— start Exercise inputs —

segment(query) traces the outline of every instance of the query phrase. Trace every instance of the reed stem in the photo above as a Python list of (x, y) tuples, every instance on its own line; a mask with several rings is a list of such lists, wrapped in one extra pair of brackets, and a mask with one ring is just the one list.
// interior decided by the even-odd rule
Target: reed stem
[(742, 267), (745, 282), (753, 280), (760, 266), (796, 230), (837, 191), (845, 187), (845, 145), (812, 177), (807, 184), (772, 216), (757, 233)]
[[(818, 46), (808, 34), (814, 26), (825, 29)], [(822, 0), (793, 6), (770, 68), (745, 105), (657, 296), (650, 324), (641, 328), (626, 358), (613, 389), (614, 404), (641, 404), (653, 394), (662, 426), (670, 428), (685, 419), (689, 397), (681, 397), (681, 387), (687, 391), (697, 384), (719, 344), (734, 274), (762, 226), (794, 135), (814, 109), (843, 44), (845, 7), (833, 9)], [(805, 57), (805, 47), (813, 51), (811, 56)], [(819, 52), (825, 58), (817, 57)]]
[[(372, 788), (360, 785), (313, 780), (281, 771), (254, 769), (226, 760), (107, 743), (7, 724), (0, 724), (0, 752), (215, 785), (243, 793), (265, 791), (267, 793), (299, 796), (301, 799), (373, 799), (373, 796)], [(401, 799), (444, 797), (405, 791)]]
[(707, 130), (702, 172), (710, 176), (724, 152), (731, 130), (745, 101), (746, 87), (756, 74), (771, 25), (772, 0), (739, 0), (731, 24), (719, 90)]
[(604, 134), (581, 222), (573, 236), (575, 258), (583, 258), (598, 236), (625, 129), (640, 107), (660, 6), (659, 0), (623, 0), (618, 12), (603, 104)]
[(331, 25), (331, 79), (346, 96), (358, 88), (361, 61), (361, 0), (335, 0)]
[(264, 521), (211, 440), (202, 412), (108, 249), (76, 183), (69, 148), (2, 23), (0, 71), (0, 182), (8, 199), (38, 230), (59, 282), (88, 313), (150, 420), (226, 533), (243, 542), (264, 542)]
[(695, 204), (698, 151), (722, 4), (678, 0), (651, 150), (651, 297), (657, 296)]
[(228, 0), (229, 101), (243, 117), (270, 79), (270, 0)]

— end Exercise inputs —

◆ Your instructions ◆
Write out all of the items above word for word, keeping every line as it stands.

◆ Correct response ◆
segment(query) traces the outline of every instance of the query phrase. Trace every instance of the reed stem in the photo above as a Python list of (x, y) tuples, every instance on its own line; a mask with several rings is a list of such lists, wrapped in one extra pair of brackets, and a mask with one ring is just the one list.
// interior decided by the even-odd rule
Target: reed stem
[(742, 267), (745, 282), (753, 280), (760, 266), (796, 230), (837, 191), (845, 187), (845, 145), (812, 177), (807, 184), (772, 216), (757, 233)]
[[(818, 46), (808, 34), (814, 26), (825, 29)], [(822, 0), (793, 6), (770, 68), (745, 105), (657, 296), (650, 324), (641, 328), (626, 358), (613, 389), (614, 404), (641, 404), (653, 394), (662, 426), (670, 428), (685, 419), (689, 397), (681, 397), (681, 387), (687, 391), (697, 384), (719, 344), (734, 274), (762, 226), (794, 135), (814, 109), (843, 44), (845, 7), (833, 9)], [(805, 57), (805, 47), (813, 51), (811, 56)], [(819, 52), (825, 58), (817, 57)]]
[[(372, 788), (360, 785), (313, 780), (281, 771), (254, 769), (226, 760), (107, 743), (7, 724), (0, 724), (0, 752), (215, 785), (243, 793), (265, 791), (267, 793), (299, 796), (301, 799), (373, 799), (373, 796)], [(401, 799), (444, 797), (405, 791)]]
[(707, 130), (702, 172), (710, 176), (724, 152), (731, 130), (745, 101), (746, 87), (756, 74), (771, 25), (772, 0), (739, 0), (731, 24), (719, 90)]
[(604, 134), (581, 222), (573, 236), (575, 258), (583, 258), (598, 236), (625, 129), (640, 107), (660, 6), (659, 0), (623, 0), (618, 12), (603, 104)]
[(331, 25), (331, 79), (346, 96), (358, 88), (361, 61), (361, 0), (335, 0)]
[(264, 521), (211, 440), (202, 412), (108, 249), (76, 183), (69, 148), (2, 23), (0, 71), (0, 182), (8, 199), (38, 230), (59, 282), (88, 313), (150, 420), (226, 533), (243, 542), (264, 542)]
[(695, 204), (698, 151), (722, 4), (678, 0), (651, 150), (651, 297), (657, 296)]
[(228, 0), (229, 101), (243, 117), (270, 79), (270, 0)]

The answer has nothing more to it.